EXERCISE DIRECTIONS:
Every entry has to be output exactly, with none skipped.

(Saved entries)
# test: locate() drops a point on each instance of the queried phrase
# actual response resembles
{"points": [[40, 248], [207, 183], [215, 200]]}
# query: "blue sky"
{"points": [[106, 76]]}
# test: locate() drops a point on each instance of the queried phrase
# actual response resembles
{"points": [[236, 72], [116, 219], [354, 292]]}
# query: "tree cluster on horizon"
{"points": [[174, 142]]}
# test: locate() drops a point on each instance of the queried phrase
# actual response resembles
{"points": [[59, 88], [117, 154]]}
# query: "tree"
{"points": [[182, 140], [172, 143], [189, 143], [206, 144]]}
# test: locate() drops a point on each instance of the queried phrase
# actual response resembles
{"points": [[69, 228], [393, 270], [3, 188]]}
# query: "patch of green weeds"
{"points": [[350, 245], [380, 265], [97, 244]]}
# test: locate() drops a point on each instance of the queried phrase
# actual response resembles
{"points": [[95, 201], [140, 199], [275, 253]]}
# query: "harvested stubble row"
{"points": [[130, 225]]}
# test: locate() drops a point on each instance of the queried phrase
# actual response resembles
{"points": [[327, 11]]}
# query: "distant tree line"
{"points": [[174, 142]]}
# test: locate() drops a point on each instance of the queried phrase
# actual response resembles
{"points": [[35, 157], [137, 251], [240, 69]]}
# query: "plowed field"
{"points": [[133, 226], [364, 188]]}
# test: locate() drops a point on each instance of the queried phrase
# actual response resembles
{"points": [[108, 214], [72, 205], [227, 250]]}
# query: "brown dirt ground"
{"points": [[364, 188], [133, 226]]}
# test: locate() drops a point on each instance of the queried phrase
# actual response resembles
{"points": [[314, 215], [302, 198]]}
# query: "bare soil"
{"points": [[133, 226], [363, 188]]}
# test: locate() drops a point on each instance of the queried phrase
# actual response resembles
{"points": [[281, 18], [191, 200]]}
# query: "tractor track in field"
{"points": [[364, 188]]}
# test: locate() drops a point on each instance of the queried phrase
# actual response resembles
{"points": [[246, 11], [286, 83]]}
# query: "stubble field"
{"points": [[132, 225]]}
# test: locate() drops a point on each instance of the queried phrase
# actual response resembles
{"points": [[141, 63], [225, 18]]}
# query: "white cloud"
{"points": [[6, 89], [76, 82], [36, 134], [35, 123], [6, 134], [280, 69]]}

THE ANSWER:
# test: locate() drops a point on each instance of the queried phrase
# actual response resembles
{"points": [[40, 248], [207, 183], [215, 200]]}
# query: "blue sky"
{"points": [[106, 76]]}
# test: locate() drops a point on each instance of the queried phrase
# actual response resembles
{"points": [[236, 72], [116, 219], [354, 292]]}
# query: "tree cluster on horizon"
{"points": [[174, 142]]}
# test: locate() drops a point on each instance of the queried phrase
# actual response resembles
{"points": [[59, 88], [117, 154]]}
# query: "tree"
{"points": [[182, 140], [172, 143], [189, 143], [206, 144]]}
# test: locate() drops a point on each instance of the queried phrase
# actual response resembles
{"points": [[69, 228], [393, 270], [3, 188]]}
# query: "patch of green weeds"
{"points": [[350, 245], [380, 265], [97, 244]]}
# test: locate() drops a point on each instance of the queried phrase
# actual response resembles
{"points": [[95, 201], [140, 199], [275, 253]]}
# query: "harvested stubble row"
{"points": [[130, 225]]}
# test: locate() drops a point on each instance of the queried phrase
# actual response resembles
{"points": [[327, 11]]}
# query: "distant tree line"
{"points": [[174, 142]]}
# test: locate() drops a point on each instance of the queried phrase
# actual response resembles
{"points": [[35, 157], [137, 251], [240, 69]]}
# query: "plowed field"
{"points": [[133, 226], [364, 188]]}
# test: locate() drops a point on each instance of the queried phrase
# actual response resembles
{"points": [[108, 214], [72, 205], [227, 250]]}
# query: "brown dirt ground"
{"points": [[364, 188], [133, 226]]}
# test: locate() drops a point on each instance of the queried phrase
# actual response resembles
{"points": [[314, 215], [302, 198]]}
# query: "bare soil"
{"points": [[133, 226], [363, 188]]}
# test: locate() drops a point on each instance of the queried phrase
# actual response resembles
{"points": [[281, 18], [191, 200]]}
# query: "tractor track in field"
{"points": [[364, 188]]}
# test: locate() drops a point on each instance of the queried phrase
# actual response resembles
{"points": [[246, 11], [286, 83]]}
# query: "stubble field"
{"points": [[132, 225]]}
# test: locate() drops a point on each instance of the queried phrase
# actual response resembles
{"points": [[141, 63], [225, 18]]}
# query: "white cloud"
{"points": [[6, 89], [76, 82], [36, 134], [35, 123], [6, 134], [280, 69]]}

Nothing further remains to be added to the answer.